● **Texte proposé**:
+++

LE LIVRE DE KRSNA
CHAPITRE 78

La libération de Balvala
et le pèlerinage de Balarama.

Sri Balarama S'apprêta à rencontrer l'asura Balvala. Au moment où le démon avait coutume d'attaquer le saint lieu, s'abattit un terrible orage, et la grêle se mit à tomber avec force; le ciel tout entier se couvrit de poussière et l'atmosphère s'emplit d'une odeur nauséabonde. Aussitôt après, le malfaisant Balvala se mit à projeter des torrents de matières fécales, d'urine et d'autres substances impures sur l'arène du sacrifice. Puis l'asura apparut en personne, un grand trident à la main. Gigantesque, son corps noir rappelait une masse immense de charbon. Ses cheveux, sa barbe et sa moustache jetaient des reflets rougeoyants comme le cuivre, et ces dernières donnaient à sa bouche un air féroce et redoutable. Dès qu'Il aperçoit le monstre, Balarama Se prépare à l'attaquer. Il considère tout d'abord comment Il le réduira en pièces, et résout à cette fin de faire appel à Sa pioche et à Sa masse, lesquelles apparaissent aussitôt devant Lui. Balvala vole dans le ciel, mais à la première occasion, Sri Balarama l'entraîne au sol à l'aide de Sa pioche et, furieux, écrase de Sa masse la tête de l'asura. Le coup de Balarama fracture le front de Balvala, d'où s'échappe un flot de sang. L'asura hurle une dernière fois. Ainsi, Balvala, qui avait tant perturbé les pieux brahmanas, était tombé au sol. Sa chute rappelait l'image d'une imposante montagne au pic ferrugineux frappée par la foudre et fracassée au sol.

Les habitants de Naimisaranya, sages et brahmanas érudits, éprouvèrent une satisfaction peu commune à la vue du cadavre de Balvala, et ils offrirent des prières empreintes de respect à Sri Balarama. C'est également de tout coeur qu'ils Lui offrirent leurs bénédictions, et tous reconnurent qu'aucune entreprise de Balarama ne connaîtrait jamais l'échec. Sages et brahmanas procédèrent ensuite, sur la Personne du Seigneur, à un bain cérémoniel, de même que les devas baignent le roi Indra lorsqu'il impose la défaite aux asuras. Les brahmanas et les sages honorèrent Balarama en Lui présentant des habits et des parures de premier choix ainsi que la guirlande de lotus de la victoire, réservoir de toute beauté, et à jamais fraîche, vu l'éternité de son existence.

+++

● **Données fournies**:
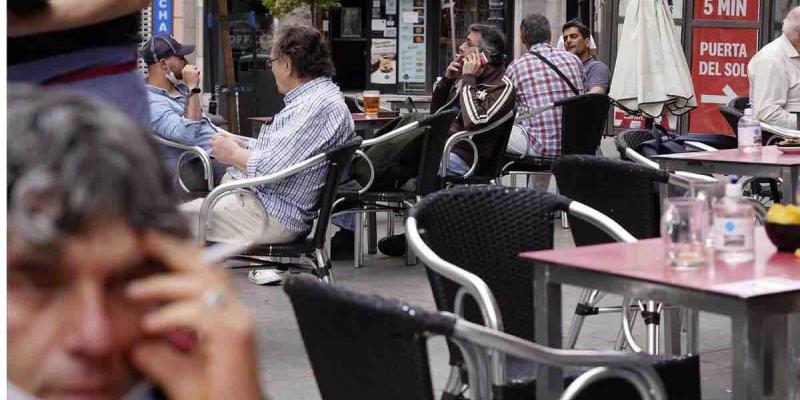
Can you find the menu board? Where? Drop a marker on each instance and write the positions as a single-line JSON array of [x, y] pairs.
[[412, 57]]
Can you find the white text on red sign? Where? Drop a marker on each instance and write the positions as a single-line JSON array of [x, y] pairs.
[[726, 8], [726, 50]]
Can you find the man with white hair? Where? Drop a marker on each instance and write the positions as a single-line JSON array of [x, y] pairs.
[[774, 75]]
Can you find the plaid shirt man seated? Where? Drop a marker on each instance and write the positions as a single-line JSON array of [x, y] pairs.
[[537, 85]]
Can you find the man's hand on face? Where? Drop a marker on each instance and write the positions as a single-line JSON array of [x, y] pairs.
[[224, 149], [194, 300], [454, 69], [191, 76], [472, 64]]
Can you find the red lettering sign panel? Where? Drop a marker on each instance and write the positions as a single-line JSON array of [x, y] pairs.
[[737, 10], [719, 73]]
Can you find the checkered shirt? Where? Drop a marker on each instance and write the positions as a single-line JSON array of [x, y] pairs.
[[315, 120], [538, 85]]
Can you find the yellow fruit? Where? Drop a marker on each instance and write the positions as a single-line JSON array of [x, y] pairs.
[[794, 211]]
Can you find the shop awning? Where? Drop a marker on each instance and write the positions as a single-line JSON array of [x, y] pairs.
[[651, 70]]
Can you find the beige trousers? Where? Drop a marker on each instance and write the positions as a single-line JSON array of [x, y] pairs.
[[237, 218]]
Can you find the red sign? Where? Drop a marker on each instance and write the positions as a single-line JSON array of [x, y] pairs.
[[737, 10], [719, 73]]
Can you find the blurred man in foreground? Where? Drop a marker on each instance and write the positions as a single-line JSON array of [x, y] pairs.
[[577, 40], [106, 298], [774, 74]]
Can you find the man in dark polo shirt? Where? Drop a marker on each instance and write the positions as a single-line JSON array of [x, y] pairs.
[[88, 46], [576, 41]]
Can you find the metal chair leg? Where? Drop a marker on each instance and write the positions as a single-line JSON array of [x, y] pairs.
[[621, 343], [390, 223], [454, 387], [372, 233], [577, 321], [324, 267], [651, 317], [358, 253]]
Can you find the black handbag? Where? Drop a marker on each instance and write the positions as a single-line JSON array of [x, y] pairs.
[[396, 160]]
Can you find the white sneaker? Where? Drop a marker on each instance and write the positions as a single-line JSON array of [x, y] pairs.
[[264, 276]]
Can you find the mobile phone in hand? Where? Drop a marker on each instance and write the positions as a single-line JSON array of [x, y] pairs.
[[482, 58]]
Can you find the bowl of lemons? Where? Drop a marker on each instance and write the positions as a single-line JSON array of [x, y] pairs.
[[783, 227]]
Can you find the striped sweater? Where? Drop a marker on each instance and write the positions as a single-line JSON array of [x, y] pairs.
[[481, 100]]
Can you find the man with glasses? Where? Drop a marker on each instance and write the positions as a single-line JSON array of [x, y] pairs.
[[173, 86], [314, 120]]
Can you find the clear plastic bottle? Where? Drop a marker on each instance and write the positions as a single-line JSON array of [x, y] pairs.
[[734, 227], [748, 131]]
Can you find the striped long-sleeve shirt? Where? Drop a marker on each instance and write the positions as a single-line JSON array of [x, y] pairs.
[[481, 100], [315, 120], [538, 85]]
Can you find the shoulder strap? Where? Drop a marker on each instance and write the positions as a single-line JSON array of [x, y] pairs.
[[558, 71]]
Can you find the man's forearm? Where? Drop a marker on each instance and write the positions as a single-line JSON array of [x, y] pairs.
[[193, 110], [68, 14], [240, 159]]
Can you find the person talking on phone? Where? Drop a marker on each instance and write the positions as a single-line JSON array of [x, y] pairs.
[[173, 93], [107, 296], [542, 75], [474, 82]]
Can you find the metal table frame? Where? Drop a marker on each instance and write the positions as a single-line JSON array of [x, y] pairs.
[[789, 174], [765, 335]]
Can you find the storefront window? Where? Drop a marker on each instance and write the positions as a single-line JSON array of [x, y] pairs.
[[351, 22]]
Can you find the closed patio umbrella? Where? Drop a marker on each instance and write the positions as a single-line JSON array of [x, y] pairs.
[[651, 70]]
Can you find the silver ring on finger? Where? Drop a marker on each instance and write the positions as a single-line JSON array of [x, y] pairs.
[[213, 298]]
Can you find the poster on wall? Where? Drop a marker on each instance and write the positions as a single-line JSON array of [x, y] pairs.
[[412, 47], [383, 62], [719, 73]]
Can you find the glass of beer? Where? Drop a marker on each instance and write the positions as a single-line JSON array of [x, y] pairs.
[[372, 103]]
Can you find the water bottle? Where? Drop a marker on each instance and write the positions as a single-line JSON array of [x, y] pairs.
[[734, 227], [749, 132]]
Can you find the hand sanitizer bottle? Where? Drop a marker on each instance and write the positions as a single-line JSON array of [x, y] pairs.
[[734, 227]]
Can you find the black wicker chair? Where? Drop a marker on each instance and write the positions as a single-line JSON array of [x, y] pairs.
[[470, 239], [596, 182], [311, 251], [368, 201], [367, 347], [583, 121], [483, 170]]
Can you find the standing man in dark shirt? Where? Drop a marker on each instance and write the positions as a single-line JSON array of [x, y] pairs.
[[576, 41], [89, 46]]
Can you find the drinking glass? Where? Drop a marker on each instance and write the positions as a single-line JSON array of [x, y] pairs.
[[372, 103], [684, 228], [710, 193]]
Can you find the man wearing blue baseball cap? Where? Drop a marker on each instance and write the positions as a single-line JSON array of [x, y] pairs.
[[174, 91]]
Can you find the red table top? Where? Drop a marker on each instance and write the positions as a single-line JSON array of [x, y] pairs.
[[382, 117], [770, 273], [357, 117], [769, 155], [265, 120]]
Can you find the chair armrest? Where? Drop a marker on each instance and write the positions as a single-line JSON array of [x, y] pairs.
[[679, 178], [470, 284], [780, 131], [229, 187], [600, 221], [629, 366], [700, 146], [368, 160], [197, 150], [536, 111]]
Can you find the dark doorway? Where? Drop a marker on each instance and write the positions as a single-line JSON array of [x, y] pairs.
[[349, 43]]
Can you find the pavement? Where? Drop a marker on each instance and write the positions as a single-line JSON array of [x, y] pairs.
[[286, 372]]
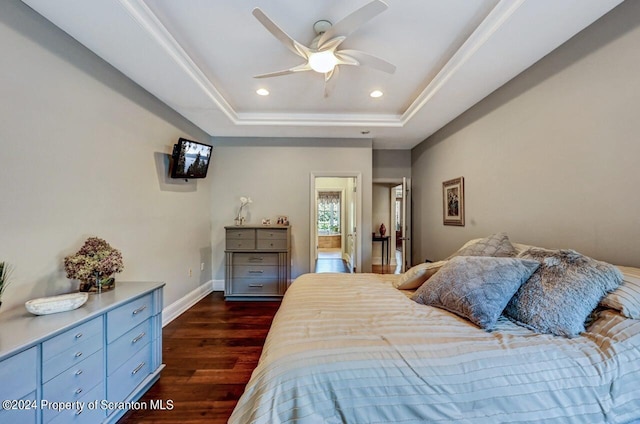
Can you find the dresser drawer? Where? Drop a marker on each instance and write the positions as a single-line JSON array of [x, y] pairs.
[[20, 412], [18, 374], [73, 384], [235, 244], [86, 415], [255, 259], [127, 316], [255, 271], [122, 382], [127, 345], [53, 366], [272, 234], [272, 244], [255, 286], [241, 234], [73, 337]]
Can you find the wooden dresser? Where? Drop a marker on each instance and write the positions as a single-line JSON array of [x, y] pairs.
[[258, 262], [85, 365]]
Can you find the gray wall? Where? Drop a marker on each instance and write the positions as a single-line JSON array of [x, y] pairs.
[[551, 158], [391, 165], [275, 174], [84, 154]]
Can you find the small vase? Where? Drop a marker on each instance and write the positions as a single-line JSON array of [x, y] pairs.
[[97, 284]]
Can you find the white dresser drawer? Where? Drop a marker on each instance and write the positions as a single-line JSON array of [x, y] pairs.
[[235, 244], [73, 384], [255, 271], [20, 413], [69, 338], [127, 316], [255, 286], [271, 244], [52, 366], [86, 415], [18, 374], [255, 259], [127, 345], [122, 382], [241, 234], [272, 234]]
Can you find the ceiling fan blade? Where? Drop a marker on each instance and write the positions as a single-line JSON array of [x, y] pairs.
[[347, 57], [299, 68], [330, 81], [277, 32], [353, 21]]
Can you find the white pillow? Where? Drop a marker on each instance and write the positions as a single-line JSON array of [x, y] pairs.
[[415, 276], [626, 298]]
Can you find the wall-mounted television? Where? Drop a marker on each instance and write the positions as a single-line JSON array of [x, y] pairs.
[[190, 159]]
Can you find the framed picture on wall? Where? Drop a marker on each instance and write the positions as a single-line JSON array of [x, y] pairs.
[[453, 202]]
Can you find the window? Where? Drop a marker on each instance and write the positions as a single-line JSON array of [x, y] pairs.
[[398, 210], [329, 212]]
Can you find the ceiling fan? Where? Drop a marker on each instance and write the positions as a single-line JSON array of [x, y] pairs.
[[322, 55]]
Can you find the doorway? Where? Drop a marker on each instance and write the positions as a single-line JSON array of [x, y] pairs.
[[391, 252], [335, 214]]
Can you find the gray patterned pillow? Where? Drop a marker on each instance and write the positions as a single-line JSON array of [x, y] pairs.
[[563, 291], [496, 245], [476, 287]]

+++

● **Consigne**:
Dans le texte proposé, relevez tous les phénomènes survenus « au moment où le démon avait coutume d'attaquer le saint lieu », avant que Balvala ne projette des substances impures. Ces données proviennent d'une source distincte du texte proposé.

● **Corrigé**:
- Un terrible orage s'abattit.
- La grêle se mit à tomber avec force.
- Le ciel tout entier se couvrit de poussière.
- L'atmosphère s'emplit d'une odeur nauséabonde.